[Görev tanımı] Aşağıdaki "Foton Kuşağı ve Telcikler" yazısını hiçbir değişiklik yapmadan baştan sona alıntıla.

20 Kasım 2012 Salı

Foton Kuşağı ve Telcikler

Foton Kuşağı ve Telcikler

Herşey Carlos Castaneda’nın Zamanın Çarkı kitabındaki şu cümleyi okumamızla başladı;

“Savaşçılar zamandan söz ettiklerinde, saatin hareketiyle ölçülen bir şeyi kastetmezler. Zaman, dikkatin özüdür: Kartal’ın yaydığı şeyler, zamandan yapılmıştır; ve doğrusunu söylemek gerekirse, bir savaşçı özün farklı yanlarına girdiğinde, zamanla tanışmaya başlıyor demektir.”

[Bir veri kümesinden öğeler]

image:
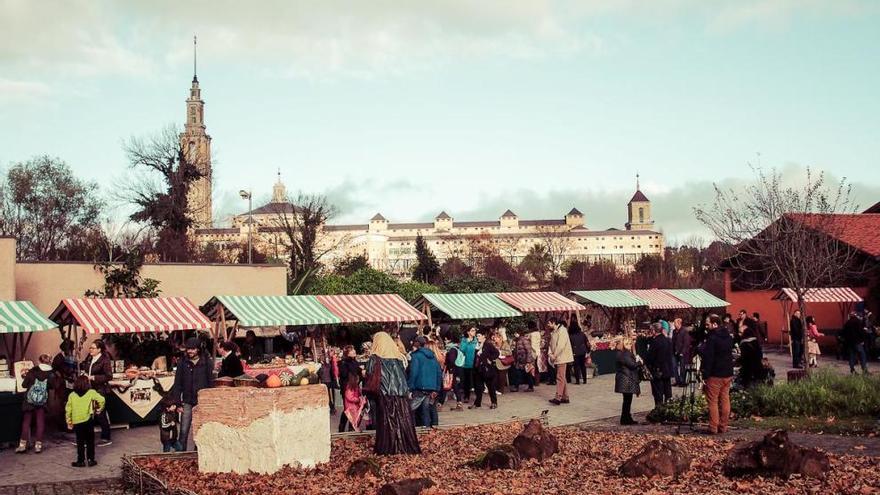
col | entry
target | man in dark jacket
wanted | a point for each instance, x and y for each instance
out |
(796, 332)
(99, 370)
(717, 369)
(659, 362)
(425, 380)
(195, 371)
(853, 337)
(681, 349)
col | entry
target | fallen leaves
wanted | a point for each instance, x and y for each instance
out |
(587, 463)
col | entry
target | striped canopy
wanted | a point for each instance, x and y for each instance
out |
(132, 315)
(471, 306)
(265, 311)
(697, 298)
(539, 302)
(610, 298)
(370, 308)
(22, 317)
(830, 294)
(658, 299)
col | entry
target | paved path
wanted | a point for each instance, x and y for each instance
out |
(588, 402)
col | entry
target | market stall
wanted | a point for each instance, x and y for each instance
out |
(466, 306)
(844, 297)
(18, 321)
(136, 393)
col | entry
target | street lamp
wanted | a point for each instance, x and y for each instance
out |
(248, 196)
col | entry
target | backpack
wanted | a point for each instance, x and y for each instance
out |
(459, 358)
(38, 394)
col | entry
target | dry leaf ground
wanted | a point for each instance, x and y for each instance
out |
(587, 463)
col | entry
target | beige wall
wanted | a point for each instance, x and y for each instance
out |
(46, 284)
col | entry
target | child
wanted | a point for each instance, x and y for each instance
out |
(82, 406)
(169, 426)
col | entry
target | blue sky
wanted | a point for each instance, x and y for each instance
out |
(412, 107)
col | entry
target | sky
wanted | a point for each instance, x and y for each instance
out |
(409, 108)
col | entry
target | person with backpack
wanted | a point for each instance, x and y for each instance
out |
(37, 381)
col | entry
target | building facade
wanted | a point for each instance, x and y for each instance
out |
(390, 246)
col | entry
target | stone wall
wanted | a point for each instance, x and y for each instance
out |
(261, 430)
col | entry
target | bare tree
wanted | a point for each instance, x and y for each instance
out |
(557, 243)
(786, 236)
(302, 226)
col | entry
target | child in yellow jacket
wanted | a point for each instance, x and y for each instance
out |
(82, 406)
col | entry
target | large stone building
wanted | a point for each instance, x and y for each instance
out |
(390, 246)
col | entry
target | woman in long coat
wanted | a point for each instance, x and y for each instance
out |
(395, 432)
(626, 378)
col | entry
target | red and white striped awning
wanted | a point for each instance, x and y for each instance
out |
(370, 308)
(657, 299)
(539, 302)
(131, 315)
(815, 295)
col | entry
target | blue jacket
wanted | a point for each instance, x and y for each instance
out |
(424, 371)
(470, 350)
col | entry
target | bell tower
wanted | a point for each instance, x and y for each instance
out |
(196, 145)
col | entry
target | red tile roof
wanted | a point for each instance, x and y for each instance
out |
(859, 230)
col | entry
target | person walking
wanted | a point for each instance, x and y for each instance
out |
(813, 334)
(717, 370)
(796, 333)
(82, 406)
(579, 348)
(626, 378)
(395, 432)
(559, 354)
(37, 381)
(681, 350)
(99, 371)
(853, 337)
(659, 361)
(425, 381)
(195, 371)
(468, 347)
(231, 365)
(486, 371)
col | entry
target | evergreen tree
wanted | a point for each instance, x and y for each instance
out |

[Görevin çıktısı]
20 Kasım 2012 Salı

Foton Kuşağı ve Telcikler

Foton Kuşağı ve Telcikler

Herşey Carlos Castaneda’nın Zamanın Çarkı kitabındaki şu cümleyi okumamızla başladı;

“Savaşçılar zamandan söz ettiklerinde, saatin hareketiyle ölçülen bir şeyi kastetmezler. Zaman, dikkatin özüdür: Kartal’ın yaydığı şeyler, zamandan yapılmıştır; ve doğrusunu söylemek gerekirse, bir savaşçı özün farklı yanlarına girdiğinde, zamanla tanışmaya başlıyor demektir.”